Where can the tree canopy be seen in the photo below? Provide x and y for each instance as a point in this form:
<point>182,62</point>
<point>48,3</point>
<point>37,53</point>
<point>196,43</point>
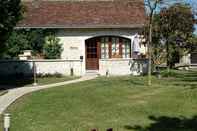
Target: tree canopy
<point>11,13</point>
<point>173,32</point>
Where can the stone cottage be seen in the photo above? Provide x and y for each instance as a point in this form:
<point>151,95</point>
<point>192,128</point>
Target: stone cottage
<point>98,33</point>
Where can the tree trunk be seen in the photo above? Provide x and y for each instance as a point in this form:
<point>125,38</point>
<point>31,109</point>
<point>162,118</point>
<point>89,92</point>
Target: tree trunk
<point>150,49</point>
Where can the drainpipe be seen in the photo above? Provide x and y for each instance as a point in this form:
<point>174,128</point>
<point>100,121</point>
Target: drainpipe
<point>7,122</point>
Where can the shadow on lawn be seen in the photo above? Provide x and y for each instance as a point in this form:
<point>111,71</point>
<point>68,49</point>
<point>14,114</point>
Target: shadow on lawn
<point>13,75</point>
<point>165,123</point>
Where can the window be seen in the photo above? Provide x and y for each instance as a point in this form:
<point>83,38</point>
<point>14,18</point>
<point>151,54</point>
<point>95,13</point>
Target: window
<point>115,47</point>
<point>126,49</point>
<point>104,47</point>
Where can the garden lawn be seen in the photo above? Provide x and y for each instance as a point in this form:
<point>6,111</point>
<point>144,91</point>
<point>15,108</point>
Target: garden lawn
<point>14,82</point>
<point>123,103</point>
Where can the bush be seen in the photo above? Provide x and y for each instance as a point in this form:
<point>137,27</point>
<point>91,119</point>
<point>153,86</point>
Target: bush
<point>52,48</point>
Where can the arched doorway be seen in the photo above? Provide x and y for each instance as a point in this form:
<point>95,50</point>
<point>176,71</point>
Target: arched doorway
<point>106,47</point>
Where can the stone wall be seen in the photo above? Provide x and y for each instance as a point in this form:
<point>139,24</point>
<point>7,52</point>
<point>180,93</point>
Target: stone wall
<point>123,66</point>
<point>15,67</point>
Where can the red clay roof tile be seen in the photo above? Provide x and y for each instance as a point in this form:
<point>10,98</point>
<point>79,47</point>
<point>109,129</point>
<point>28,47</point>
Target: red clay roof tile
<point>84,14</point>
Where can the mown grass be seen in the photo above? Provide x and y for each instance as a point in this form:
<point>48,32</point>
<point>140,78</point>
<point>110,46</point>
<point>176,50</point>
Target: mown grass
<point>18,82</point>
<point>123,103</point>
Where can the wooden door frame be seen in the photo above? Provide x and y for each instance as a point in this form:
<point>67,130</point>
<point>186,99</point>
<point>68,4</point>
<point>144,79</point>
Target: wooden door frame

════════════════════

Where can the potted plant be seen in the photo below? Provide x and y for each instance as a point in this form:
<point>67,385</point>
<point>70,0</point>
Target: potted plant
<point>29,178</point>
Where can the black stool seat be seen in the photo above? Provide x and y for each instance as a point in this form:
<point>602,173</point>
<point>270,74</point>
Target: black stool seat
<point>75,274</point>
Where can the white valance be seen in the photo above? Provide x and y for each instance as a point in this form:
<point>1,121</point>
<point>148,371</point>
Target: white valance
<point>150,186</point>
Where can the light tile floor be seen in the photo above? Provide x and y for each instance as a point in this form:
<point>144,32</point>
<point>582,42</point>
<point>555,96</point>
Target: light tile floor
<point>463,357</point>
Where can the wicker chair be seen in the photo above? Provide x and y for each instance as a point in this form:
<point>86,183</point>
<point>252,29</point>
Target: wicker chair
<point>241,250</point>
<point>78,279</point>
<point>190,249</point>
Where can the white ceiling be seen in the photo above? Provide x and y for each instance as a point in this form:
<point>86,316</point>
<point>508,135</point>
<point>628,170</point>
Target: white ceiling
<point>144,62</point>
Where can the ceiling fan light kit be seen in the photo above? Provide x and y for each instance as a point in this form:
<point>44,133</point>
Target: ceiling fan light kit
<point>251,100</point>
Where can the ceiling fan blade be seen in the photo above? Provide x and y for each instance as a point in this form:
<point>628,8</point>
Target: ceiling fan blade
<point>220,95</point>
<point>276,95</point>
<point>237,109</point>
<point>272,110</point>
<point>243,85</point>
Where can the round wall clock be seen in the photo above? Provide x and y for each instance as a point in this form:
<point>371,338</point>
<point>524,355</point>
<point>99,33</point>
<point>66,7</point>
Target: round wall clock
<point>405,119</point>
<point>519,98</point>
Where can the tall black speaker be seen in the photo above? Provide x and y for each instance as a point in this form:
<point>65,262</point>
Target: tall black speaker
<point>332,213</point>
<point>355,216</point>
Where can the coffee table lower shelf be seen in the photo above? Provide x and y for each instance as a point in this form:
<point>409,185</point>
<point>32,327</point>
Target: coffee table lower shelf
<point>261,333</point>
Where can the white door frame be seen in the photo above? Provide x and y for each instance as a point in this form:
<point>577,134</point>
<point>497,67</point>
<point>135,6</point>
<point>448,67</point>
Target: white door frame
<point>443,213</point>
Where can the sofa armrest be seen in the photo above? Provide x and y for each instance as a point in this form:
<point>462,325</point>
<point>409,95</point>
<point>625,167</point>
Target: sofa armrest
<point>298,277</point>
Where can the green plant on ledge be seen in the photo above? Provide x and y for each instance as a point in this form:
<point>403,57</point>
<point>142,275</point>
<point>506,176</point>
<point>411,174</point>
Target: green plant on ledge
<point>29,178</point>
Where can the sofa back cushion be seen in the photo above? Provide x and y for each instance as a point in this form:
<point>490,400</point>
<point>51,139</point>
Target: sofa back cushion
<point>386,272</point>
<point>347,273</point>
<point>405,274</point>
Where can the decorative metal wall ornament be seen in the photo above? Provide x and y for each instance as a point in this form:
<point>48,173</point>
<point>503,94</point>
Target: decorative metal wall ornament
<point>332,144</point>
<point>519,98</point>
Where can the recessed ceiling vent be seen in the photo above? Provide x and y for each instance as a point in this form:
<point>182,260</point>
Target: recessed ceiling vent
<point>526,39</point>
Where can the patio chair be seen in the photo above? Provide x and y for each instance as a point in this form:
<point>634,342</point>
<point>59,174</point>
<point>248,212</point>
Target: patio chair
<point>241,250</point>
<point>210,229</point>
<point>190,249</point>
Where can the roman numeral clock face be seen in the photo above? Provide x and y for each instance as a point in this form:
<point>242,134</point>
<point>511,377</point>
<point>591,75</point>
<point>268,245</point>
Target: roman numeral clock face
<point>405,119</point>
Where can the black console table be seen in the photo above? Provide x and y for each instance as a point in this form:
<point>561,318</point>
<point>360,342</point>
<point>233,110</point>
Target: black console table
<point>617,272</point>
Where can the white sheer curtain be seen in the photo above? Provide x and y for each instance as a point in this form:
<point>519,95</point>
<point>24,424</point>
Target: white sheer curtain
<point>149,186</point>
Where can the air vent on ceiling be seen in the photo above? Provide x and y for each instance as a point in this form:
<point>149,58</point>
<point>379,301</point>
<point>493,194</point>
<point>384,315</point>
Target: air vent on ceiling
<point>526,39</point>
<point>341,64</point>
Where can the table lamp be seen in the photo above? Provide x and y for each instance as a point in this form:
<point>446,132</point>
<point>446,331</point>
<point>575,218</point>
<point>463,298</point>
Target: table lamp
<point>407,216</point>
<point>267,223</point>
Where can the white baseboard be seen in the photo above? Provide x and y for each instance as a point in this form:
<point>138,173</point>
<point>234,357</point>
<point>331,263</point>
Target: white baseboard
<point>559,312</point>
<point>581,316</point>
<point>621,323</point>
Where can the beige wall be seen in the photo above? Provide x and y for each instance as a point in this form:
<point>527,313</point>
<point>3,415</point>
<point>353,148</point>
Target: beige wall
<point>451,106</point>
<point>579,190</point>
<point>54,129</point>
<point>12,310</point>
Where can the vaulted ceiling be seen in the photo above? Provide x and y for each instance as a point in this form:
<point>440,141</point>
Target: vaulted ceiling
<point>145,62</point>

════════════════════

# Written problem
Change every "table lamp" to "floor lamp" in the material, starting with the line that contains "Where can the white sheer" and going on through the line that contains "<point>621,323</point>". Return only those lines, with nothing else altered.

# Exercise response
Where can the white sheer curtain be seen in the photo above? Provide x and y for each instance as a point in this form:
<point>519,95</point>
<point>24,424</point>
Target: white sheer curtain
<point>149,186</point>
Where can the air vent on ceiling be seen in the photo above? Provide x and y for each instance as a point in this form:
<point>149,58</point>
<point>379,301</point>
<point>493,194</point>
<point>384,315</point>
Target: air vent on ceiling
<point>526,39</point>
<point>341,64</point>
Where can the floor lamp be seen in the photo above? Provide x and y for each instance as a point in this form:
<point>446,132</point>
<point>446,331</point>
<point>575,218</point>
<point>463,298</point>
Target: floor lamp
<point>407,216</point>
<point>267,223</point>
Where can the white baseboard be seen in the photo above? Provide x and y for each instance as a point in this form:
<point>138,173</point>
<point>234,357</point>
<point>331,263</point>
Target: white baseboard
<point>559,312</point>
<point>581,316</point>
<point>621,323</point>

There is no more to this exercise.